(Extracted data Opens)

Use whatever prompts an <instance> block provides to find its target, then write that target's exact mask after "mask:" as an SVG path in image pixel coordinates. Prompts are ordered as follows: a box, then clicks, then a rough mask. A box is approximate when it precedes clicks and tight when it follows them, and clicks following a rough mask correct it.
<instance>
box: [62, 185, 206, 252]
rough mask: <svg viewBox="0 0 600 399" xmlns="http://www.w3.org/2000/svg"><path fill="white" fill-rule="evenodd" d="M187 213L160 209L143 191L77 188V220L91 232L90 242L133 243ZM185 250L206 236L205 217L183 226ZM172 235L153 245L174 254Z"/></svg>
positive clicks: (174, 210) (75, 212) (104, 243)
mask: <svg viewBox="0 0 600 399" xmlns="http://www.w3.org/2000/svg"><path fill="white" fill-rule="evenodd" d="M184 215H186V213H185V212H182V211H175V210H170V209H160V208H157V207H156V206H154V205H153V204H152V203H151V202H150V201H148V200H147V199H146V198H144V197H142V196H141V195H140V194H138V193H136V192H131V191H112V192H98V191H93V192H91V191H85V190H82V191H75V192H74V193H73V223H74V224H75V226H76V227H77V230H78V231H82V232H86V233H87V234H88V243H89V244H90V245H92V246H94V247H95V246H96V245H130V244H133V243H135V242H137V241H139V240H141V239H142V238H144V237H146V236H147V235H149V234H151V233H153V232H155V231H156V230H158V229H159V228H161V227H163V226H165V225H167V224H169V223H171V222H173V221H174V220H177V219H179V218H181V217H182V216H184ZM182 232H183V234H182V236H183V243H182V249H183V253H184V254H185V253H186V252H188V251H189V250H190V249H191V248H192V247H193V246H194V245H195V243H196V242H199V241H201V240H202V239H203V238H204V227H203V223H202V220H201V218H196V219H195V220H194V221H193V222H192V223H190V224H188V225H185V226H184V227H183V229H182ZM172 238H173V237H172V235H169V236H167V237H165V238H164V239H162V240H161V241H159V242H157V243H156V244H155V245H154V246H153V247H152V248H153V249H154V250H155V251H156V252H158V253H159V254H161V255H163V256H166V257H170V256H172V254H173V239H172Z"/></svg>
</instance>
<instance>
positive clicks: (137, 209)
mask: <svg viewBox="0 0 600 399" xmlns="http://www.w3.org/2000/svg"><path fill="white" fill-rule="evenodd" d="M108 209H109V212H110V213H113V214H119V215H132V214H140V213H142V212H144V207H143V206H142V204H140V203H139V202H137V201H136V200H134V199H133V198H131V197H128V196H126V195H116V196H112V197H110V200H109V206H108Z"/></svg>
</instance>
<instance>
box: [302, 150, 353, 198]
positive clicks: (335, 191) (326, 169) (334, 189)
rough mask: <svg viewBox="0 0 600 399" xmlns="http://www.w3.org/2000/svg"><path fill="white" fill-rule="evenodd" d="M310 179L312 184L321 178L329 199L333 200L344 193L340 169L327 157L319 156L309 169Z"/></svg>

(Extracted data Closes)

* [Problem description]: This exercise calls for every record above to be written out again exactly.

* [Exercise answer]:
Use whatever prompts an <instance> block provides to find its target, then write that target's exact mask after "mask:" as an SVG path in image pixel coordinates. Prompts are ordered as follows: a box, then clicks, then a rough mask. A box is approximate when it precedes clicks and tight when it follows them, and clicks following a rough mask correct it.
<instance>
box: [62, 185, 206, 252]
rough mask: <svg viewBox="0 0 600 399" xmlns="http://www.w3.org/2000/svg"><path fill="white" fill-rule="evenodd" d="M187 213L160 209L143 191L77 188V220L91 232L90 242L133 243ZM185 250L206 236L205 217L183 226ZM172 235L153 245L174 254Z"/></svg>
positive clicks: (174, 210) (75, 212) (104, 243)
mask: <svg viewBox="0 0 600 399" xmlns="http://www.w3.org/2000/svg"><path fill="white" fill-rule="evenodd" d="M184 215H186V213H185V212H182V211H175V210H170V209H160V208H157V207H156V206H154V205H153V204H152V203H151V202H150V201H148V200H147V199H146V198H144V197H142V196H141V195H140V194H138V193H136V192H131V191H112V192H98V191H93V192H91V191H85V190H82V191H75V192H74V193H73V223H74V224H75V226H76V227H77V230H78V231H82V232H86V233H87V234H88V243H89V244H90V245H92V246H94V247H95V246H96V245H130V244H133V243H135V242H137V241H139V240H141V239H142V238H144V237H146V236H147V235H149V234H151V233H153V232H155V231H156V230H158V229H159V228H161V227H163V226H165V225H167V224H169V223H171V222H173V221H174V220H177V219H179V218H181V217H182V216H184ZM182 232H183V234H182V236H183V243H182V249H183V253H184V254H185V253H186V252H188V251H189V250H190V249H191V248H192V247H193V246H194V245H195V243H196V242H199V241H201V240H202V239H203V238H204V227H203V223H202V220H201V218H196V219H195V220H194V221H193V222H192V223H190V224H188V225H185V226H184V227H183V229H182ZM172 238H173V237H172V235H169V236H167V237H165V238H164V239H162V240H161V241H159V242H157V243H156V244H155V245H154V246H153V247H152V248H153V249H154V250H155V251H156V252H158V253H159V254H161V255H163V256H166V257H170V256H172V254H173V239H172Z"/></svg>
</instance>
<instance>
positive clicks: (137, 209)
mask: <svg viewBox="0 0 600 399" xmlns="http://www.w3.org/2000/svg"><path fill="white" fill-rule="evenodd" d="M108 209H109V212H110V213H113V214H119V215H132V214H140V213H142V212H144V207H143V206H142V204H140V203H139V202H137V201H136V200H134V199H133V198H131V197H128V196H126V195H116V196H112V197H110V200H109V206H108Z"/></svg>
</instance>
<instance>
box: [302, 150, 353, 198]
positive clicks: (335, 191) (326, 169) (334, 189)
rough mask: <svg viewBox="0 0 600 399" xmlns="http://www.w3.org/2000/svg"><path fill="white" fill-rule="evenodd" d="M310 179L312 184L321 178L329 199L333 200L344 193L340 169L327 157L319 156L309 169Z"/></svg>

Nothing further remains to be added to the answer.